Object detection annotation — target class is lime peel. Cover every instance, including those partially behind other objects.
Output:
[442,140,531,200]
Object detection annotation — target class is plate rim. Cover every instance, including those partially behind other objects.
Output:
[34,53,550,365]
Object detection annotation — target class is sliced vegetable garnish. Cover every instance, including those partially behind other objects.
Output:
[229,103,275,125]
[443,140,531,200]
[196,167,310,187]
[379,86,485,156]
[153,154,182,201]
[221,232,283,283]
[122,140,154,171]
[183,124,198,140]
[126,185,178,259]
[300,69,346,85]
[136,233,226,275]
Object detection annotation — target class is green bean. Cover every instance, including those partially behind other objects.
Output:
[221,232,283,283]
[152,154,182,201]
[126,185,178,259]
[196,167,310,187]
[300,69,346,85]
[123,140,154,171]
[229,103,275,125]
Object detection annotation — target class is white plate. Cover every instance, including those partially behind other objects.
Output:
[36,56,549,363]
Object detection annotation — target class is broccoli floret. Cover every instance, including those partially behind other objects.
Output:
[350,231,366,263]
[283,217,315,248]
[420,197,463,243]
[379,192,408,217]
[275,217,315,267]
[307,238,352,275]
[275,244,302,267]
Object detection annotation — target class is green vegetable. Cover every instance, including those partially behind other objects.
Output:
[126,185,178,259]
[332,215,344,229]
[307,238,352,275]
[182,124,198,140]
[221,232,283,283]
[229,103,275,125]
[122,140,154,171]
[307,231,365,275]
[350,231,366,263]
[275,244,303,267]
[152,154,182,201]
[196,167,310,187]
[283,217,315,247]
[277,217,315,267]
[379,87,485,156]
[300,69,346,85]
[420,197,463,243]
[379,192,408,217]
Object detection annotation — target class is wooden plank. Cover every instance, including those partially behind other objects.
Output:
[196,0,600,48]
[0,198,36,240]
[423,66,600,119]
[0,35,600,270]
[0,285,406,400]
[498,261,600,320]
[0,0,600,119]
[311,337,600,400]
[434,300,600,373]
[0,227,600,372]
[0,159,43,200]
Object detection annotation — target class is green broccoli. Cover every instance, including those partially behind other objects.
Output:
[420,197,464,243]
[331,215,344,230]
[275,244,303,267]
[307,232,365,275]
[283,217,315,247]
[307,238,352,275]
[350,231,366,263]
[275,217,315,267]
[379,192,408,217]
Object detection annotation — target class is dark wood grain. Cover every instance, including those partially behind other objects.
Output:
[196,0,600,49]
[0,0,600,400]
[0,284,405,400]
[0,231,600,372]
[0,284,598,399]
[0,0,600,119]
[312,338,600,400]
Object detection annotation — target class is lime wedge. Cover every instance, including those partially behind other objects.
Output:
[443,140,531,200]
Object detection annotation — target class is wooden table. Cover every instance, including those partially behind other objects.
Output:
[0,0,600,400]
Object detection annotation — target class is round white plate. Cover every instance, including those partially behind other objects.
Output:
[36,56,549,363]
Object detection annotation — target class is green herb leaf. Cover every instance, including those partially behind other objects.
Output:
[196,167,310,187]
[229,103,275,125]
==========
REQUIREMENTS: Rewrite all of the entries above with every occurrence of "target class" changed to "target category", keeping everything else the same.

ANSWER TO THIS TASK:
Object detection annotation — target category is lime peel. Cover every instance, including those partially behind other objects.
Output:
[442,140,531,200]
Object detection annotation — target category is plate rim. Cover every instance, including those partially behind other objects.
Output:
[34,53,550,365]
Object detection annotation — target category is sliced vegetable garnish. Cover every instance, including those partially behind other objects.
Output:
[229,103,275,125]
[443,140,531,200]
[196,167,310,187]
[379,86,485,156]
[153,154,182,201]
[221,232,283,283]
[122,140,154,171]
[183,124,198,140]
[126,185,178,259]
[300,69,346,85]
[136,233,226,275]
Object detection annotation — target category is green bean. Cover every instance, including those partially behind other objects.
Output:
[221,232,283,283]
[152,154,182,201]
[126,185,178,259]
[196,167,310,187]
[300,69,346,85]
[123,140,154,171]
[229,103,275,125]
Object detection annotation — target category is white plate. Cover every instance, including those partially behind other objects.
Output:
[36,56,549,363]
Object detection annotation — target category is broccoli floret. Cover every instance, including those partially behind other objects.
Output:
[350,231,366,263]
[283,217,315,248]
[420,197,463,243]
[379,192,408,217]
[275,217,315,267]
[307,238,352,275]
[275,244,302,267]
Object detection annotation — target category is green vegetable. Cover every instance, including those partially behind other objects.
Output:
[126,185,178,259]
[332,215,344,229]
[307,238,352,275]
[182,124,198,140]
[221,232,283,283]
[229,103,275,125]
[122,140,154,171]
[307,231,365,275]
[350,231,366,263]
[275,244,303,267]
[152,154,182,201]
[196,167,310,187]
[283,217,315,247]
[277,217,315,267]
[379,87,485,156]
[300,69,346,85]
[420,197,463,243]
[379,192,408,217]
Object detection annotation — target category is wooden plank. Cover every instance, including those partially behind other objects.
Output:
[196,0,600,48]
[0,198,36,240]
[423,66,600,119]
[0,35,600,270]
[0,285,406,400]
[498,261,600,320]
[0,0,600,119]
[311,337,600,400]
[434,300,600,373]
[0,227,600,372]
[0,159,43,200]
Object detection annotation — target category is green broccoli. Cover every instance, including those partially behind other objects.
Output:
[420,197,464,243]
[331,215,344,230]
[275,244,303,267]
[307,232,365,275]
[283,217,315,247]
[307,238,352,275]
[350,231,366,263]
[275,217,315,267]
[379,192,408,217]
Object detection annotation — target category is dark wood grain. Cover every instance, including those partially behind other objects.
Output:
[196,0,600,49]
[0,0,600,400]
[0,284,405,400]
[0,231,600,372]
[0,284,598,399]
[0,0,600,119]
[312,338,600,400]
Object detection annotation — target category is lime wedge. Cover every instance, including those partially behind other objects.
Output:
[443,140,531,200]
Object detection annotation — target category is wooden table. Cover every instance, including those partially behind other objects.
Output:
[0,0,600,400]
Object detection annotation — target category is round white plate. Cover every instance, including those partially behind other objects.
Output:
[36,56,549,363]
Object detection annotation — target category is green herb leaf. Cover every instance, including those partially behind other objects.
Output:
[196,167,310,187]
[229,103,275,125]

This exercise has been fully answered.